● Document text
A more accurate migration head count won’t be available for months from the Census Bureau, and even then it probably won’t capture the entire picture of Puerto Rico’s population fluctuations since the storm.
“Even before Maria, our ability to measure net migration in Puerto Rico wasn’t very good,” said Mario Marazzi, director of the Puerto Rico Institute of Statistics, an independent agency.
Economic predictions depend on good population statistics, said Puerto Rican economist José Joaquín Villamil.
The island’s economy had all but sputtered to a halt before the Category 5 hurricane hit, and there already was severe turmoil and job losses. The central government had tried to borrow its way out of strife to the point of bankruptcy. Bondholders demanded payment, and Congress appointed a fiscal oversight board in 2016 that imposed austerity measures.

● Problems to work on
[A] From the passage on Puerto Rico's population and economy, extract everything from "A more accurate" down to "since the storm.".
[B] Continue the passage on Puerto Rico's population and economy after Hurricane Maria from where it stops.

(Point localization data)

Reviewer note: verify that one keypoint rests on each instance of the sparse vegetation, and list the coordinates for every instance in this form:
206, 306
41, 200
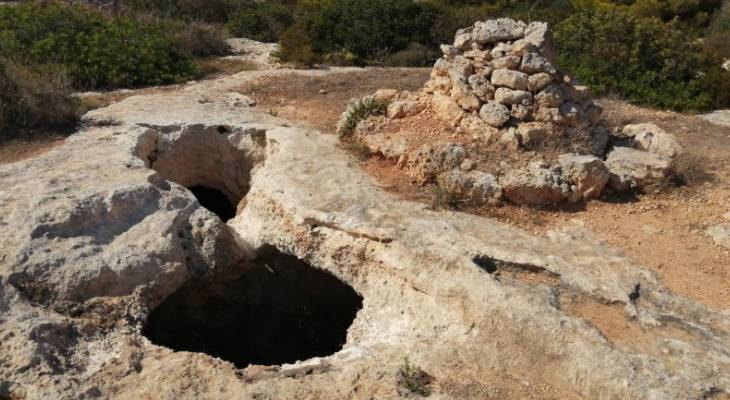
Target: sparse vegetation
358, 111
34, 97
641, 59
96, 51
413, 380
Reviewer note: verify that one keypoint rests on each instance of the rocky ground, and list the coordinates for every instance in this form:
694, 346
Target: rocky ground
495, 302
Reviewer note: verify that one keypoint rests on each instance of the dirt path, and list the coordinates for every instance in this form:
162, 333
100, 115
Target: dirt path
664, 231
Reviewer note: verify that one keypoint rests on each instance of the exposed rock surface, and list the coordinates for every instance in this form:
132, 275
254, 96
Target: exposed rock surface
498, 84
632, 168
97, 233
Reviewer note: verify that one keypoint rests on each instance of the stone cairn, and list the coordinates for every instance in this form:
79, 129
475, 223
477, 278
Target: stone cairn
503, 72
499, 80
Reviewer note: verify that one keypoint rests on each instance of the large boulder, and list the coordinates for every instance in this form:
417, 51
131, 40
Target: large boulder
636, 169
537, 184
510, 79
538, 33
509, 96
495, 113
497, 30
586, 175
649, 137
472, 187
431, 160
96, 234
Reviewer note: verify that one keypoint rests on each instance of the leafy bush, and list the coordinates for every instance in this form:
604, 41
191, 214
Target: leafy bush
97, 52
295, 46
642, 59
358, 111
367, 29
199, 39
31, 98
262, 21
415, 55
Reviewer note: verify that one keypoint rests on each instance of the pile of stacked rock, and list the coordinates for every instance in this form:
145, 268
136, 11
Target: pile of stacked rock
502, 71
498, 82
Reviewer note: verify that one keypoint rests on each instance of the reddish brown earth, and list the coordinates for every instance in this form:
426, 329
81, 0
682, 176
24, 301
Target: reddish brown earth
664, 231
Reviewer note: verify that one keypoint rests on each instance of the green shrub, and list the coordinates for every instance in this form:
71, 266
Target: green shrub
199, 39
262, 21
370, 28
415, 55
97, 52
32, 98
641, 59
295, 46
358, 111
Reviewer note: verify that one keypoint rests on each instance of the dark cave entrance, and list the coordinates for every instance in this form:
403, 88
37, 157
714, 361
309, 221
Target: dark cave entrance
214, 200
279, 310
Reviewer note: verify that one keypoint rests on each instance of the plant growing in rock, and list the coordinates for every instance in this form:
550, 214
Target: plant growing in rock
360, 110
413, 380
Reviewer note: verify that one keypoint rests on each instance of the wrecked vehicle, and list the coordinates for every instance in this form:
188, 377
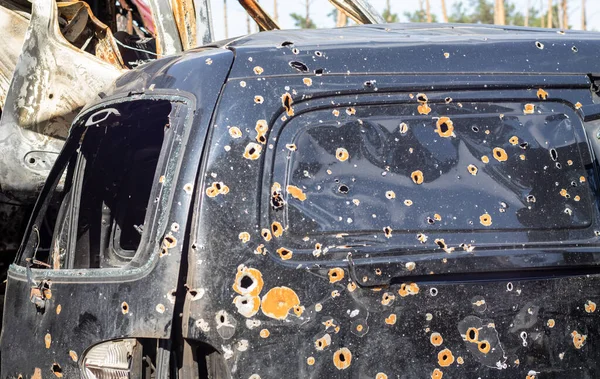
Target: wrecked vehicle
375, 201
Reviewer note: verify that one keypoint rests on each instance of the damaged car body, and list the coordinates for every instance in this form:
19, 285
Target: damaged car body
375, 201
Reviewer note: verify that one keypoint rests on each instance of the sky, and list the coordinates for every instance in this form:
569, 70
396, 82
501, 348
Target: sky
321, 8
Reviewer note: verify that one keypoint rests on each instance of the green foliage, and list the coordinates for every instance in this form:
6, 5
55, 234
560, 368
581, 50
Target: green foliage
303, 22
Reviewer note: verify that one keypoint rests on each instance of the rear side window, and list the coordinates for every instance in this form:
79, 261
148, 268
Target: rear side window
481, 167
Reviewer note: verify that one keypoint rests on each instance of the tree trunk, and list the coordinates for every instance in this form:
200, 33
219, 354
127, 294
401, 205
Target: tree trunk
583, 20
225, 18
428, 10
444, 11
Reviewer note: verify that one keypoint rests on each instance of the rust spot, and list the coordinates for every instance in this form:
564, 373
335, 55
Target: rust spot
444, 127
252, 151
284, 253
590, 306
485, 219
248, 281
296, 192
578, 339
323, 342
484, 346
341, 154
342, 358
500, 154
287, 101
73, 356
529, 109
436, 339
445, 358
244, 237
336, 274
388, 231
391, 319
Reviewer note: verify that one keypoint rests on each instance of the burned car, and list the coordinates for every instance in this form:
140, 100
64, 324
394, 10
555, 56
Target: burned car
376, 201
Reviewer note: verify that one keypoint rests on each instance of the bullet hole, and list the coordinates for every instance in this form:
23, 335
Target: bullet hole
252, 151
299, 66
57, 370
500, 154
284, 253
472, 169
541, 94
417, 176
341, 154
388, 231
286, 101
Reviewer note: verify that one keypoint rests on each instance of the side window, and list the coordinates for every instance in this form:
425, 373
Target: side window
387, 170
97, 215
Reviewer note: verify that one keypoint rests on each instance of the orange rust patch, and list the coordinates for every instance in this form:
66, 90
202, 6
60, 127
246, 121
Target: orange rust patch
235, 132
472, 169
252, 151
284, 253
445, 358
278, 301
500, 154
391, 319
248, 281
296, 192
541, 94
444, 127
590, 306
286, 101
424, 109
244, 237
485, 219
484, 346
529, 109
578, 339
341, 154
266, 233
323, 342
342, 358
417, 176
388, 231
437, 374
336, 274
436, 339
277, 229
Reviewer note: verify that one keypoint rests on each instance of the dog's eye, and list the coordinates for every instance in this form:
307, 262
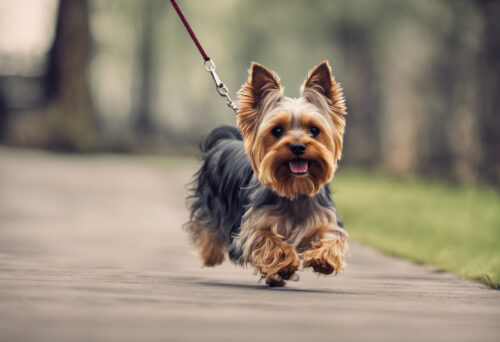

● Answers below
[A]
A more accurate migration head count won’t be available for months from the Census Bureau, and even then it probably won’t capture the entire picture of Puerto Rico’s population fluctuations since the storm.

[B]
Nearly half of the island’s population lives in poverty, and household income is about $18,000 a year, less than half that of Mississippi, the country’s poorest state. The scarcity of jobs, along with low wages and a rising cost of living, has caused young, working-age Puerto Ricans to head for the mainland, Villamil said. He estimates that nearly half of migrants are younger than 24. Falling birthrates led to a deeper population decline, and Puerto Rico has been left with a rapidly aging populace.
Genesis Muñoz, 19, a student at the University of Puerto Rico, wants to believe she can finish her bachelor’s degree in art and painting. But money has gotten tighter since the storm. She doesn’t eat well, her family home in Humacao was severely damaged, and attending classes 40 miles away is becoming too expensive.
“Everything is going badly,” Muñoz said. “It bothers me that there are people who live in their bubble of privilege saying everything is okay. It’s not, and I can’t judge those who leave because in the long term I know that I will also have to leave for my career.”
Population decline is one of several factors Rossello’s administration weighs in a fiscal plan that was revised this month, detailing how the government views its economic future and how it will find its way out of the red. Critics have said that plan depends heavily on billions in hoped-for federal spending.
“With a less-productive population, you are heading toward serious problems,” Villamil said.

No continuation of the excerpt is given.